WHAT TO WORK ON —
Your task is to transcribe the entries below exactly, from their first line down to the line containing "Where can the building", and to stop there.

RECORDS PROVIDED —
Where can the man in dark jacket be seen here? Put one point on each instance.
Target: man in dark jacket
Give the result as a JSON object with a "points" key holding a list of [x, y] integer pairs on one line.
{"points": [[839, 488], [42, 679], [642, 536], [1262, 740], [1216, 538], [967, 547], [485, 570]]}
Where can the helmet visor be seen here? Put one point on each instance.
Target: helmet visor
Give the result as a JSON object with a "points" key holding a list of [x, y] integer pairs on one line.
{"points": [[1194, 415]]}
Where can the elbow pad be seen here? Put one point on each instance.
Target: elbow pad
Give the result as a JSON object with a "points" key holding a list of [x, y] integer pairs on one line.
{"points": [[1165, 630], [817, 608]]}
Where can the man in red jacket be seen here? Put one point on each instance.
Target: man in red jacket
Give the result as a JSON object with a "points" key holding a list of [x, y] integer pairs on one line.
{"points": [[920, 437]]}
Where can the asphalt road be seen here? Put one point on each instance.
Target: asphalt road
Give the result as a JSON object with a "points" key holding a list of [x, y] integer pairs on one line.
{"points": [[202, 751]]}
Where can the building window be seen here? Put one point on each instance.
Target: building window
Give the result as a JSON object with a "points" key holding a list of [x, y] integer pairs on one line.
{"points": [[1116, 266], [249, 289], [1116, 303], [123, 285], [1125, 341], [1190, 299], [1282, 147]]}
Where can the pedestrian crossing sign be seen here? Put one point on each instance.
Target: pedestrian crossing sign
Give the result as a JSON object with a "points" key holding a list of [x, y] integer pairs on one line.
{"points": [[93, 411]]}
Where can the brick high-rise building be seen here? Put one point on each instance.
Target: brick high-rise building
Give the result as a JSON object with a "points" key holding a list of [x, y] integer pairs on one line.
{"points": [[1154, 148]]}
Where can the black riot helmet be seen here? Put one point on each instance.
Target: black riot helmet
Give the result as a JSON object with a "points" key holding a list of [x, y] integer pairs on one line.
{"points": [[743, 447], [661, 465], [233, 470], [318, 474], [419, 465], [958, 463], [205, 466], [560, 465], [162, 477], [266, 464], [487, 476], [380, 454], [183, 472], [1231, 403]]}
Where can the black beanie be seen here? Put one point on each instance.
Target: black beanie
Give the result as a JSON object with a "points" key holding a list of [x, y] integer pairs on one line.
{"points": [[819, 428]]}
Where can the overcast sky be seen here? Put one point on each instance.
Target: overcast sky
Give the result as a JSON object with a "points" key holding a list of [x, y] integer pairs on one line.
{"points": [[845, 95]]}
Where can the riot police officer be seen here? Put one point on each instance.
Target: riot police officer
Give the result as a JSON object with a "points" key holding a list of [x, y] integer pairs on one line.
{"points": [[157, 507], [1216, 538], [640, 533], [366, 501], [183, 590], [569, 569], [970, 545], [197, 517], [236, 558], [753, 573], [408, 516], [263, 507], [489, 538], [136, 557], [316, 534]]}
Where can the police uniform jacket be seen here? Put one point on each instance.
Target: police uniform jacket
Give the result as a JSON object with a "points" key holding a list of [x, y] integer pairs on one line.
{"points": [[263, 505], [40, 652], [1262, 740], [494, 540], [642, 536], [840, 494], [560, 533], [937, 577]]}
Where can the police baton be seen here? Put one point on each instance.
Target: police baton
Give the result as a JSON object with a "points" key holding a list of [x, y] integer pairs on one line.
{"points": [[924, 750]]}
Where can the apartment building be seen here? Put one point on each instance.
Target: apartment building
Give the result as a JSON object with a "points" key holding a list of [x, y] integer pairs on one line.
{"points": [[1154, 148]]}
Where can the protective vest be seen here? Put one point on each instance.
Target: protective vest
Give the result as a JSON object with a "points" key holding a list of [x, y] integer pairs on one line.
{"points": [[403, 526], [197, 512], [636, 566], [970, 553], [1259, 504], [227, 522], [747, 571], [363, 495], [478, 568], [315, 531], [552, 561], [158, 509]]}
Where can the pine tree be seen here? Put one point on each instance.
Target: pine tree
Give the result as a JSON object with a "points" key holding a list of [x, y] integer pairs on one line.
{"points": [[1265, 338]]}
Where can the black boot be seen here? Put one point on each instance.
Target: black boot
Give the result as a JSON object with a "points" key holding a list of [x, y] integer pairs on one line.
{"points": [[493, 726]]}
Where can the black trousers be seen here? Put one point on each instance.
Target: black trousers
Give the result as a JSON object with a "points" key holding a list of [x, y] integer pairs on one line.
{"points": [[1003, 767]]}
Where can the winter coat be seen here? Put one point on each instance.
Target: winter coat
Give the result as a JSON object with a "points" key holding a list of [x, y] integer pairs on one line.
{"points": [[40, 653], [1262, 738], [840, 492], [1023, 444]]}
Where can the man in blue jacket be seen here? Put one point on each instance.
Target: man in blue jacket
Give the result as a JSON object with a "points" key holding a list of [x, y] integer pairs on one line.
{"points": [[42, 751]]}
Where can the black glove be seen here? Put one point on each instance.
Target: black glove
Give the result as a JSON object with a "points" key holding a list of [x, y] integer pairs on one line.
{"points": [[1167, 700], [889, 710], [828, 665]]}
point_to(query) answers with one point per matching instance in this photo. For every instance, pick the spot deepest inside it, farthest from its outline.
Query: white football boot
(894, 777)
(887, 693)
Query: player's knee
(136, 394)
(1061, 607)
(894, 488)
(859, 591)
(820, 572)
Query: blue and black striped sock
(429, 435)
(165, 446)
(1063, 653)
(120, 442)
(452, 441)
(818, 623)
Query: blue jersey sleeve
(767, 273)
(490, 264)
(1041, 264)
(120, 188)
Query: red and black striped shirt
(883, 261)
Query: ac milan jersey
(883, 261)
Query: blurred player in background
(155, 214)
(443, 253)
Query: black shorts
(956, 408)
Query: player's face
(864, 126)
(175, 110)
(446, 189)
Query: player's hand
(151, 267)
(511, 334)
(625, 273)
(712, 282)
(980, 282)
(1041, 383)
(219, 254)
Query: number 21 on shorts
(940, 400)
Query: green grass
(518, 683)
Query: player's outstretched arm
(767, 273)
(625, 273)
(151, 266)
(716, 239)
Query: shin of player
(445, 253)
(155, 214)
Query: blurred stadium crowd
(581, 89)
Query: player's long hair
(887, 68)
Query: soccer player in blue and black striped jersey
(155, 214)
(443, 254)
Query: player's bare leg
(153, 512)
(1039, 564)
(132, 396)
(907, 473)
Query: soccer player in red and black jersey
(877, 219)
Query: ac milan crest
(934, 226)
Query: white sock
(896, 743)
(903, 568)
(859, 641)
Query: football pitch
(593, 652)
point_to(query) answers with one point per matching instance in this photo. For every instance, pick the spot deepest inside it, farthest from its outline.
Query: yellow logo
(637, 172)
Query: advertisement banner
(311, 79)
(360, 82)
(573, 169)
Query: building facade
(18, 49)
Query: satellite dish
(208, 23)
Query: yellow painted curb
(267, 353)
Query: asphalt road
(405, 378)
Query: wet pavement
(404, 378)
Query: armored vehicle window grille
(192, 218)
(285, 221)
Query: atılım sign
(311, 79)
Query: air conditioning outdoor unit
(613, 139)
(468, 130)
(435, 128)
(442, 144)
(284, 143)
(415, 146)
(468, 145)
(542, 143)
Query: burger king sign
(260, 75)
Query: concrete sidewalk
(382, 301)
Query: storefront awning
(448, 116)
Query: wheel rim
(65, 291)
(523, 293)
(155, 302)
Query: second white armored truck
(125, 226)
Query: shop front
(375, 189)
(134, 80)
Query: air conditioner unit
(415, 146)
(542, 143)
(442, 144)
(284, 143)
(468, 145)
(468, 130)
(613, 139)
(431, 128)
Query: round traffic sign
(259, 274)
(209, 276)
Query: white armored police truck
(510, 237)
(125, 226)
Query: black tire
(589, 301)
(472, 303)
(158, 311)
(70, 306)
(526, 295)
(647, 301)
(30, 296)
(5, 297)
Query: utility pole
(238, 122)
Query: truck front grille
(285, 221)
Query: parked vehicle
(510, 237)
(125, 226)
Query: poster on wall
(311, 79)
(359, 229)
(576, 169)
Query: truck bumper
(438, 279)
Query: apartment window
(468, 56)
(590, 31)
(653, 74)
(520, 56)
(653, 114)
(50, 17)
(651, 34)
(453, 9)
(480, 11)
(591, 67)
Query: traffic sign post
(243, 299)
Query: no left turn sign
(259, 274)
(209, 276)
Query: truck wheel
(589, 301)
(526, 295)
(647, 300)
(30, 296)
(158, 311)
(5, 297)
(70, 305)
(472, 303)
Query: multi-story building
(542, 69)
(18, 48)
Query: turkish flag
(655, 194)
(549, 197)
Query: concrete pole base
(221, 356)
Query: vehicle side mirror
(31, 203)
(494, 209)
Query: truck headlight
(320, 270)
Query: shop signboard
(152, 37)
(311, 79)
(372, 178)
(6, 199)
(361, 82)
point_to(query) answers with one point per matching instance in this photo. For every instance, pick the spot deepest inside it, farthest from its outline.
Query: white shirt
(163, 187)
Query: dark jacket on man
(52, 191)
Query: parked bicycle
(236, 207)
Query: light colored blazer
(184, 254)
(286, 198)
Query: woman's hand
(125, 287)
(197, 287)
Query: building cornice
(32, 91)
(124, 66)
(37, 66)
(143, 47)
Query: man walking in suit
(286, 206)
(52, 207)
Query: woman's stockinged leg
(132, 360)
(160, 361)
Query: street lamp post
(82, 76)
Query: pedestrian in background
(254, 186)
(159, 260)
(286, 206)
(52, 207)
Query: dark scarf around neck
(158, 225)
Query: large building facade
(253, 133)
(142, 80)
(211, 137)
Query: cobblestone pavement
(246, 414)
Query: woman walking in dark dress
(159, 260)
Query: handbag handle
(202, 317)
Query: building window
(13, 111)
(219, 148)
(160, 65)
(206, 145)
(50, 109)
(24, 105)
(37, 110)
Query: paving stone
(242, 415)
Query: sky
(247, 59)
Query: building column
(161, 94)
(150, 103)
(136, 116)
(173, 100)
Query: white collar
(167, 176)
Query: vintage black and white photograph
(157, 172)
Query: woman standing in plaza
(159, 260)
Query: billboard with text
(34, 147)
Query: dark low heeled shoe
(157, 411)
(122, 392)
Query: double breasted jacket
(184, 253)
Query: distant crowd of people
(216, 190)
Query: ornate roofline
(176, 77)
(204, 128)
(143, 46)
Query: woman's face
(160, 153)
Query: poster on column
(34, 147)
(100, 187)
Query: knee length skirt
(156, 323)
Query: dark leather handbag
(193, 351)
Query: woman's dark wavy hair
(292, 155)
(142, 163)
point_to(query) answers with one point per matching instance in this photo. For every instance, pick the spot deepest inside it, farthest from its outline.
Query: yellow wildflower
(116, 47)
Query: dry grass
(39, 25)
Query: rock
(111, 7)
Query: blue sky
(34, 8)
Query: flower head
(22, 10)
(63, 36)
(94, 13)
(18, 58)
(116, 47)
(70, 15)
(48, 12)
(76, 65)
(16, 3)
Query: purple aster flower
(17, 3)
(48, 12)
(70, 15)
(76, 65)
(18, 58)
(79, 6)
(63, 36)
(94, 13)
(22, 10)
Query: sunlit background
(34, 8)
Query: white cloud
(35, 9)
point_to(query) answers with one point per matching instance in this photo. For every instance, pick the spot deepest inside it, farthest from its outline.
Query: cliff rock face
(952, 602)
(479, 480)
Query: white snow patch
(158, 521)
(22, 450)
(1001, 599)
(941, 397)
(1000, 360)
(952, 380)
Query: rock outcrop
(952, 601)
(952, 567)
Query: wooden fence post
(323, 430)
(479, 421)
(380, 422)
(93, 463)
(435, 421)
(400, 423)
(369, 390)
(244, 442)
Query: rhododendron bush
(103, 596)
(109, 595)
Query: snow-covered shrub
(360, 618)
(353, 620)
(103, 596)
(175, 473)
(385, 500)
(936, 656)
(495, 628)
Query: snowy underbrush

RESULT OF THIS EXERCISE —
Where can the man in dark jacket be seen here? Put one point on each instance.
Target: man in dark jacket
Give the result as a JSON object with a "points" key holding a list of [x, y] integer pairs on one line.
{"points": [[839, 488], [42, 679], [642, 536], [1262, 740], [1216, 538], [967, 547], [485, 570]]}
Where can the helmet visor be seen here? Put one point on each instance.
Target: helmet visor
Give the result as a JSON object with a "points" key holding a list of [x, y] integer pairs on one line.
{"points": [[1194, 415]]}
Where can the elbow pad be seen here? Put one point on each instance.
Target: elbow pad
Give the result as a JSON object with a "points" key holding a list of [x, y] integer pairs on one line.
{"points": [[1165, 630], [817, 608]]}
Where can the man in red jacket be seen here? Put one point on each instance.
Target: man in red jacket
Give the result as a JSON object with a "points" key holding a list of [x, y] integer pairs on one line.
{"points": [[920, 437]]}
Where can the asphalt road be seen here? Put one point on each instance.
Target: asphalt road
Give the result as a JSON object with a "points" key holding a list of [x, y] integer pairs on one line.
{"points": [[202, 751]]}
Where can the building window be seen here? Put one point on each instance.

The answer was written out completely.